# Objetivo:
Reproduza na íntegra, linha por linha, o trecho das entradas abaixo que começa na linha que contém "of the sectional" e termina na linha que contém "the black decorative", incluindo as duas. Desloque cada número das coordenadas das respostas, somando 79 a ele, e mantenha todo o restante inalterado.

# Entradas do conjunto:
####################
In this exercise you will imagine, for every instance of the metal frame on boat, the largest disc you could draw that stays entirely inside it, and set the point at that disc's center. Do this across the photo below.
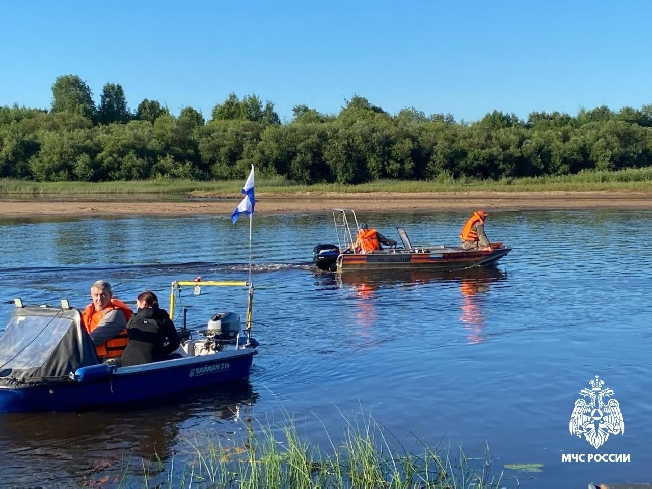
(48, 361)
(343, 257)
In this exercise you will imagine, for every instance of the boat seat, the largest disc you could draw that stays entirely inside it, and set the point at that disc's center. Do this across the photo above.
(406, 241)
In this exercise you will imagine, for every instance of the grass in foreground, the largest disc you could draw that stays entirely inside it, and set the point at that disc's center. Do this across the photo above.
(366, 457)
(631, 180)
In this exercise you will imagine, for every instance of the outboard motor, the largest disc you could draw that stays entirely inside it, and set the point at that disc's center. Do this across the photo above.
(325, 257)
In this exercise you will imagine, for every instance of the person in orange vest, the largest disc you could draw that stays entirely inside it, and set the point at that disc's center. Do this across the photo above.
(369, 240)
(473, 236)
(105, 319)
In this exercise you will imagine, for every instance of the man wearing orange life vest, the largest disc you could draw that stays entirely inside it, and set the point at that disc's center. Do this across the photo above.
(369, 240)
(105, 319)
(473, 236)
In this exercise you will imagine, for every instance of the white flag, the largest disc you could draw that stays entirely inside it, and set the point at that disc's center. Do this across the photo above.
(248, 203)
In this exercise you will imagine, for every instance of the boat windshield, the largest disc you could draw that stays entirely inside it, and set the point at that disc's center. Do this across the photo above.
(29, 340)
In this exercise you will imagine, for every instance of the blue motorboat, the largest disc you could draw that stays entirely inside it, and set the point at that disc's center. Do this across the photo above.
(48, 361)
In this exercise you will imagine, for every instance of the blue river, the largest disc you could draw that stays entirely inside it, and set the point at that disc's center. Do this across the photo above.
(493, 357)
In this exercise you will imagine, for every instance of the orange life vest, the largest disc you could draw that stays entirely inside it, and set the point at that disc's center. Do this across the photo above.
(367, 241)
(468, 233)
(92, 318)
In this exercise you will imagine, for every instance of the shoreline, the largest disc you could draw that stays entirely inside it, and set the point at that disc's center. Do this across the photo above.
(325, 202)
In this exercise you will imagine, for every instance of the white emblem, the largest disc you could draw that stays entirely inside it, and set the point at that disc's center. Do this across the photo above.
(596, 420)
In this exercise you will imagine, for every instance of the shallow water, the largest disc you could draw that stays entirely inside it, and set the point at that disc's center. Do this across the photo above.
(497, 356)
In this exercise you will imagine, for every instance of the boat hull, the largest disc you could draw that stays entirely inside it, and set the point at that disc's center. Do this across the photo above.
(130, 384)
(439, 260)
####################
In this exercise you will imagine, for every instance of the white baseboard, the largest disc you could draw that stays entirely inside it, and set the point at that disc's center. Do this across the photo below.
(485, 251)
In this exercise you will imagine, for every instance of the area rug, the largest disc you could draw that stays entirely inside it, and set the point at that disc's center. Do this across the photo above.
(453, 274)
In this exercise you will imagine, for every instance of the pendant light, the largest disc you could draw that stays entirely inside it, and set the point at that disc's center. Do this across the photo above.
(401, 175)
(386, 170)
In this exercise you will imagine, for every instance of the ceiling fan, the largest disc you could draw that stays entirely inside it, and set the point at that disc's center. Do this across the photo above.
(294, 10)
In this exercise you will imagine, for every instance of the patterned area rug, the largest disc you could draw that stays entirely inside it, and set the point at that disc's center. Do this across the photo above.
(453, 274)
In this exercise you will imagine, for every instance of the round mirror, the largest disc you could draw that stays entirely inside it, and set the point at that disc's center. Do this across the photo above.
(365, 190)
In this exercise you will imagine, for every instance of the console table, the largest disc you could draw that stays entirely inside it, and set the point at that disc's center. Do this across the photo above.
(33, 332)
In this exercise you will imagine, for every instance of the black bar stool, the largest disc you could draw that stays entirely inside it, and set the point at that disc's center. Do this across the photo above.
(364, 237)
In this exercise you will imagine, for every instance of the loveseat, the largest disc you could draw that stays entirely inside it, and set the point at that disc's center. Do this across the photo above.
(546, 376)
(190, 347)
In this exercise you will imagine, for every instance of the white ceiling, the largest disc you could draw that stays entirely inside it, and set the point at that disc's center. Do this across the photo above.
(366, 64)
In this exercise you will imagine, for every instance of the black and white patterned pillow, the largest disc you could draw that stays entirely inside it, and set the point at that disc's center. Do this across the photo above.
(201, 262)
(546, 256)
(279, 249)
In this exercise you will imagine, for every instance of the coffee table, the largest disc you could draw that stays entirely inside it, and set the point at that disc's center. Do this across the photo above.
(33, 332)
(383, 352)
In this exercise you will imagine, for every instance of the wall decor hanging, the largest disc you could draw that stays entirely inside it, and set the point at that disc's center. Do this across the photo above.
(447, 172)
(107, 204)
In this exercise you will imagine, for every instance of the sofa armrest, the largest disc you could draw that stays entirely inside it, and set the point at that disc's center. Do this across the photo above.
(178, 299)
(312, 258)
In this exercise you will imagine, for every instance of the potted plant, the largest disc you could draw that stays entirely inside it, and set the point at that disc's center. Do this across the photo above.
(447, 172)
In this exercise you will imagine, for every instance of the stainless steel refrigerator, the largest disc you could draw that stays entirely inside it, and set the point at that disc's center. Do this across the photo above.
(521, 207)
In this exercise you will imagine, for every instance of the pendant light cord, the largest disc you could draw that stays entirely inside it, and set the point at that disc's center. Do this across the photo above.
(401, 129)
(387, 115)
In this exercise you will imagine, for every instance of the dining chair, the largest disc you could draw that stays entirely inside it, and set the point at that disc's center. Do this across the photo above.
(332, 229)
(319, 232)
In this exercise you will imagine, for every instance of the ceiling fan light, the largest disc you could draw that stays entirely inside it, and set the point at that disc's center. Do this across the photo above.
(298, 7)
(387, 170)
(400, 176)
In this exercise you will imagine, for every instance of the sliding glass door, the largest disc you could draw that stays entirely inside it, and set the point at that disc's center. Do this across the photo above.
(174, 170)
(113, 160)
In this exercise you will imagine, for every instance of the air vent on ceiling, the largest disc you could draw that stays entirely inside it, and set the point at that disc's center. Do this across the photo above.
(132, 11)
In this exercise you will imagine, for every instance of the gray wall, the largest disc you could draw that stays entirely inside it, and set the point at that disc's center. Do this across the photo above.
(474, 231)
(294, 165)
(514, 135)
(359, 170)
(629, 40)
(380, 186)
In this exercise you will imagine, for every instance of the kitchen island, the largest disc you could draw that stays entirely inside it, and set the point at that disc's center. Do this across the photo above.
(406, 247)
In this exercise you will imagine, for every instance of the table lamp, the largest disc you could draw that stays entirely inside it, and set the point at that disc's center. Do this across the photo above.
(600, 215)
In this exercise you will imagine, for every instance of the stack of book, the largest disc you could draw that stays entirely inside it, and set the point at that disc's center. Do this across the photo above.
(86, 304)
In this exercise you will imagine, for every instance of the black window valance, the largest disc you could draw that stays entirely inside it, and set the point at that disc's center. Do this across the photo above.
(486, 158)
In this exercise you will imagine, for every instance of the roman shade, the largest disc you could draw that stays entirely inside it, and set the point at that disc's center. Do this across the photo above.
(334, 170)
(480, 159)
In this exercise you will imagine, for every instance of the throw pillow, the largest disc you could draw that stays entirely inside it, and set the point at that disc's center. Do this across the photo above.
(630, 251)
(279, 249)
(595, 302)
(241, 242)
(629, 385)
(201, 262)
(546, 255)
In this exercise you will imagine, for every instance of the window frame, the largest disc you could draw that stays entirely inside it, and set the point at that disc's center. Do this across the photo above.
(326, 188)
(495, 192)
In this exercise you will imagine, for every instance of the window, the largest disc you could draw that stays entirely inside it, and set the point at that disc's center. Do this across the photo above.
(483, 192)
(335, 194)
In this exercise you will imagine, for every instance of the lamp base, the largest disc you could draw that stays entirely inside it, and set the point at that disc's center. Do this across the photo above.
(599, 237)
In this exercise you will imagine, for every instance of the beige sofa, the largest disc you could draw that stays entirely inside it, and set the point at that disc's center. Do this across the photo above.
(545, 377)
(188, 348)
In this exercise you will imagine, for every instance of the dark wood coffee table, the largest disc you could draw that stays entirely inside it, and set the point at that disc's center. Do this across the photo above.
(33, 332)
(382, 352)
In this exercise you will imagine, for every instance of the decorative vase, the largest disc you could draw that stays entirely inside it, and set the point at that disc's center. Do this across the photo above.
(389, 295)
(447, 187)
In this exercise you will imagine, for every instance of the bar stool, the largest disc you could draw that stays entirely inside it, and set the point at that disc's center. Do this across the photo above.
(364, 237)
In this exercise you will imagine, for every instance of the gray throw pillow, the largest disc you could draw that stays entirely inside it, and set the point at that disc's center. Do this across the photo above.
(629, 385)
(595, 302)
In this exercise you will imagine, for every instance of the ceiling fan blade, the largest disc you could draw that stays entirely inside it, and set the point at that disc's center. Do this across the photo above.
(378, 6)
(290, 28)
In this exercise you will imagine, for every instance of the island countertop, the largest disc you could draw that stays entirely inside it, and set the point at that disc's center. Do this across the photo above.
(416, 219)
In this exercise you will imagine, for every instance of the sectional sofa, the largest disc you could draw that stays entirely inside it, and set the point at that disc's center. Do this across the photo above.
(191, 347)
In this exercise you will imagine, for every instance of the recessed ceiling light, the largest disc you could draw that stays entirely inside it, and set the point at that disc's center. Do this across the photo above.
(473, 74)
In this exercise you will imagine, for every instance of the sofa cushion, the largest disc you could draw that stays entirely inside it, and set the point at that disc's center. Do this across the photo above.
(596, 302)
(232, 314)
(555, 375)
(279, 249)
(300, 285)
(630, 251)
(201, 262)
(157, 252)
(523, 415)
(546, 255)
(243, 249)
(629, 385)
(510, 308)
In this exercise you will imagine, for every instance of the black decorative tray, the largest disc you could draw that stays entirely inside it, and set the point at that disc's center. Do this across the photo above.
####################
# Saída completa:
In this exercise you will imagine, for every instance of the sectional sofa, the largest disc you could draw that stays entirely inside it, and set the point at that disc's center. Do this across the photo above.
(270, 426)
In this exercise you will imagine, for every instance of the recessed ceiling light, the largest disc you could draw that stays entirely inside it, and set the point at that disc's center. Do this across the photo above.
(552, 153)
In this exercise you will imagine, for every instance of the sofa cushion, the largest disc you could draw that stays entirely inside it, and set the point at that disc's center. Do this across the photo above.
(675, 381)
(311, 393)
(634, 454)
(358, 328)
(379, 364)
(709, 330)
(280, 341)
(236, 331)
(602, 494)
(625, 334)
(322, 328)
(708, 464)
(589, 387)
In this exercise you will imagine, for every instance of the black decorative tray, the largest disc you could draw that stays entirely inside it, and set the point at that disc's center. Do this across the photo above.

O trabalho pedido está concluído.